PASSAGE FOR REVIEW:

────────────────────────────────────────

In this post I’ll be walking through setting up Text Generation Web UI for inference on GGUF models using llama.cpp for Mac. Future posts will go deeper into optimizing Text Gen for faster prompt digestion during chatting with bots. The eventual goal is to try to get as close as possible to Nvidia speeds with long context(16k+) chats.
Installing Text Gen
We will not be using Conda directly during this install and rather relying on the internal install scripts to setup the Conda environment for us.
cd ~/src
git clone https://github.com/oobabooga/text-generation-webui
cd text-generation-webui/
./start_mac.sh --listen --api
Once the install finishes, you can go to http://your-mac-ip:7860 for the web interface.
Enabling Prompt Caching
Macs are pretty slow when it comes to tokenizing the prior prompt history, but we have a lot of RAM which we can use the cache those tokens for a speedup on future prompts. To use this start the app with the below command:
./start_macos.sh --listen --api --cache-capacity 8GiB --streaming-llm
In general, you may want 2GiB of cache per 4k of context you want to cache.
Speed – No Caching
In this use case, we’ll run Text Gen without any caching.
./start_macos.sh --listen --api
Here’s a chart of tokens per second vs context size(prior chat history) for 1 hour of two chat bots talking with each other without caching enabled.

────────────────────────────────────────

EXCERPTED RECORDS:
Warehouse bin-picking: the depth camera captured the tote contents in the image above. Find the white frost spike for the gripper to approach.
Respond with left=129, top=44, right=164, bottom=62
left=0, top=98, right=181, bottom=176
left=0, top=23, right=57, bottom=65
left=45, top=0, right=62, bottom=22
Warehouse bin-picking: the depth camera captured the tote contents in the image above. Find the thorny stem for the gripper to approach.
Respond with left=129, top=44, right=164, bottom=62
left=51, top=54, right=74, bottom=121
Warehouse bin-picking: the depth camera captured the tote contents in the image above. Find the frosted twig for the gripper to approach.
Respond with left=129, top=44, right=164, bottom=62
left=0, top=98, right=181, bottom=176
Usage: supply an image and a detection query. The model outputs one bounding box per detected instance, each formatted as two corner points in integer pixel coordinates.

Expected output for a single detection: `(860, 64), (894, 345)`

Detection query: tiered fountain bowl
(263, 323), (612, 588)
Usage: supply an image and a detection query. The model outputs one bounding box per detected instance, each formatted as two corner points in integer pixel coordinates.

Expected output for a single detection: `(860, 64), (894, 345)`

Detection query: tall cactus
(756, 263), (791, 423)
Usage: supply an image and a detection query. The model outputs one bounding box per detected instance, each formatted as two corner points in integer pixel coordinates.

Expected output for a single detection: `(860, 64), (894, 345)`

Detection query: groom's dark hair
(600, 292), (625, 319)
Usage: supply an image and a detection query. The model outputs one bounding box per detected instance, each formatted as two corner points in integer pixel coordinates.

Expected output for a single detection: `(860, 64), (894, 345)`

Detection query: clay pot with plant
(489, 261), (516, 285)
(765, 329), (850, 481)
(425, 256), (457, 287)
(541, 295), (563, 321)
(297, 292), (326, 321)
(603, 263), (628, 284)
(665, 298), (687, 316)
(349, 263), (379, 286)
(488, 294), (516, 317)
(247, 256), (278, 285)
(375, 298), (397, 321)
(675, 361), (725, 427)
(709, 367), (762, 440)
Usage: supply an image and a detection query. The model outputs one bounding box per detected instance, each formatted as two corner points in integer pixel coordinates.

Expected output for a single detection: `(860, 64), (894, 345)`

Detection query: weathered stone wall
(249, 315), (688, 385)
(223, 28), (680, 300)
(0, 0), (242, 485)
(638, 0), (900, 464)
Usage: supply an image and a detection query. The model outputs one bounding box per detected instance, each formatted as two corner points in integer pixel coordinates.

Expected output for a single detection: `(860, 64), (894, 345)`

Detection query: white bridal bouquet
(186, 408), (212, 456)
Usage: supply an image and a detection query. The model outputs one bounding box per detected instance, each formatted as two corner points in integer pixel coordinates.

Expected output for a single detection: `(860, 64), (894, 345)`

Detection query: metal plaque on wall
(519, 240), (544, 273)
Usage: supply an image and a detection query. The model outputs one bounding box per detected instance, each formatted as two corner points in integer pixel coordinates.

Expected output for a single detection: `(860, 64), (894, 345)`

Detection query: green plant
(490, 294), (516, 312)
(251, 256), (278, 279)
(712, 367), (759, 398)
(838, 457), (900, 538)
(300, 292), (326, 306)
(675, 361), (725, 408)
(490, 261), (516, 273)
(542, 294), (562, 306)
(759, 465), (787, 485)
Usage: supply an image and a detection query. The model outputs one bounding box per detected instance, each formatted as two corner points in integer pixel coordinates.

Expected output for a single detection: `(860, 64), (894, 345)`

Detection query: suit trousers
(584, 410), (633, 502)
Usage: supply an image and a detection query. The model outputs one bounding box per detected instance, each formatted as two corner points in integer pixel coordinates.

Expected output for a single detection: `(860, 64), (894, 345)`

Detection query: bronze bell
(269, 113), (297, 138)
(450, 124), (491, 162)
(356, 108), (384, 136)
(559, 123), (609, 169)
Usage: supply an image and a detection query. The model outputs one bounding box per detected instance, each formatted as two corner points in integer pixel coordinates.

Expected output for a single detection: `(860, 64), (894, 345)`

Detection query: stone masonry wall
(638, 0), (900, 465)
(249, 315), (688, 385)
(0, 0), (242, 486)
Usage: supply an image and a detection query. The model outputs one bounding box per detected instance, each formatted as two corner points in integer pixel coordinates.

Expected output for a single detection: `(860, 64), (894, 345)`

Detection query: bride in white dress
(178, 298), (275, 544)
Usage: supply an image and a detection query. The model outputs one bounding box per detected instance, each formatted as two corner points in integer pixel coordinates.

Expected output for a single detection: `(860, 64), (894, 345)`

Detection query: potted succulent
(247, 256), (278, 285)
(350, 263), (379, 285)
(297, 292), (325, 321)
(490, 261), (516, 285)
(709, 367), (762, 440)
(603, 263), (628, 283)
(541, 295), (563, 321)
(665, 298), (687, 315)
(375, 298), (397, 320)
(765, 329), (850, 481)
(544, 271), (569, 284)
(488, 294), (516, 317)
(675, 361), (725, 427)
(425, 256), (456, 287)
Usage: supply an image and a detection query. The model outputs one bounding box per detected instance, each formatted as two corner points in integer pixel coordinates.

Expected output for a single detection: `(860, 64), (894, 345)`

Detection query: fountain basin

────────────────────────────────────────

WHAT TO DO: Translate this sentence from the Mac setup post into Spanish: "In general, you may want 2GiB of cache per 4k of context you want to cache." The material is separate from the Mac setup post.

ANSWER: En general, es posible que quieras 2GiB de caché por cada 4k de contexto que quieras almacenar en caché.